How to complete this task: Output only the lines below that start at the line containing "Where can you spot the mowed" and end at the line containing "Where can you spot the tall stone", with both ends kept.

Dataset:
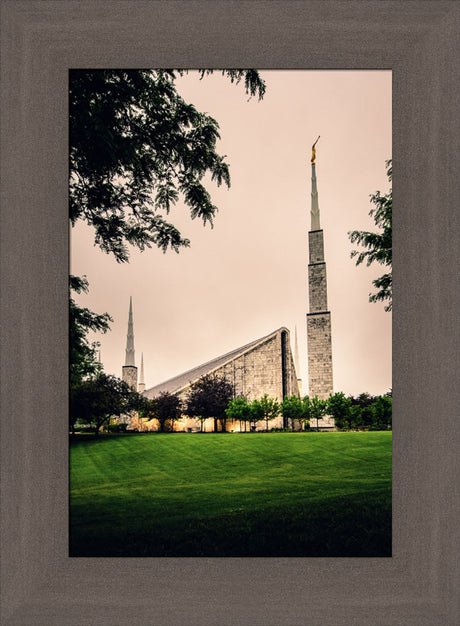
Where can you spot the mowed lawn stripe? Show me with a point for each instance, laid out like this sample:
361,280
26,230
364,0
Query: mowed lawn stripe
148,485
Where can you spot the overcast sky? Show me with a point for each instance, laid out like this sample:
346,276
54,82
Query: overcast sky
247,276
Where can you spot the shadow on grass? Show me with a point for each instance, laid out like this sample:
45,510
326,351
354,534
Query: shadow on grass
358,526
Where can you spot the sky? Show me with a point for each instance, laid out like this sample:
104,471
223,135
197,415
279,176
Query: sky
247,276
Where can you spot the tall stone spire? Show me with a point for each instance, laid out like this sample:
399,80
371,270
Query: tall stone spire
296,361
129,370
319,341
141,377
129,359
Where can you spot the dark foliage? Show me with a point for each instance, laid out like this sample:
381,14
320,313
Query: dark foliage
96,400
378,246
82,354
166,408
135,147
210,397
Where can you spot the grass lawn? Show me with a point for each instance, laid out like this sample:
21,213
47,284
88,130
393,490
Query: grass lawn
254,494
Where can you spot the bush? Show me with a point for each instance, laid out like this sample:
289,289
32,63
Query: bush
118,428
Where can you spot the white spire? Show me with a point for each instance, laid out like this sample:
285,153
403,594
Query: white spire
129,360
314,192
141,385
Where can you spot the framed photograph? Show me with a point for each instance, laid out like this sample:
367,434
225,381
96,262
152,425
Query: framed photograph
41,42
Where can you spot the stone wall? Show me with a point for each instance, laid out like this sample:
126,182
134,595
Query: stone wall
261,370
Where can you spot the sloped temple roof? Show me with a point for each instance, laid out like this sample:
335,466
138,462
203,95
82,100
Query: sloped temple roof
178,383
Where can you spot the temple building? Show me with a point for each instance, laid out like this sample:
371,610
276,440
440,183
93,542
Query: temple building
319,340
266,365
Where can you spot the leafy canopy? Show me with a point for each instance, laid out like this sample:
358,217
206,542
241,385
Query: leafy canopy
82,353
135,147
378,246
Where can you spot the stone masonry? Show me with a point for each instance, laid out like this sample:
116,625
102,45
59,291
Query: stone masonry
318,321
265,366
...
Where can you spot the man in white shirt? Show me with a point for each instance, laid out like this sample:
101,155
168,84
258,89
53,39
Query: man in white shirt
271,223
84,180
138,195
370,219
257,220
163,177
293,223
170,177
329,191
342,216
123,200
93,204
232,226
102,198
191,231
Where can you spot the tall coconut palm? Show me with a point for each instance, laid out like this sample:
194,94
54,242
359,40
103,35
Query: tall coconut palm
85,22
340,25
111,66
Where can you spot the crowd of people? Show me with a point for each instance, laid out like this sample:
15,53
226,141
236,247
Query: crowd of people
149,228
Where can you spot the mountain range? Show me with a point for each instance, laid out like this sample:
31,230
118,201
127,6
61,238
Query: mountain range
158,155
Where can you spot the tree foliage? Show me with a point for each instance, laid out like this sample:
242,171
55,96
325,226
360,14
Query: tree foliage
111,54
==
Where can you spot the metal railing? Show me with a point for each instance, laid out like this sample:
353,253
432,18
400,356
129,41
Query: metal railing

Solution for this exercise:
Where can you spot the mowed lawn stripe? Show me with a point for each instance, laid out like this sample:
361,280
26,230
364,0
Query: mowed lawn stripe
148,485
Where can you spot the overcast sky? Show me with a point for each instance, laid out like this sample:
346,276
54,82
Query: overcast sky
247,276
Where can you spot the shadow on grass? Show me with a point for each instance, laid out like this sample:
45,510
326,351
354,534
Query: shadow on grass
358,526
Where can you spot the sky? Show me with a point for each instance, laid out like this sample:
104,471
223,135
197,415
279,176
Query: sky
247,276
Where can you spot the tall stone spire? Show me with a point for each instance, laid out like this sample:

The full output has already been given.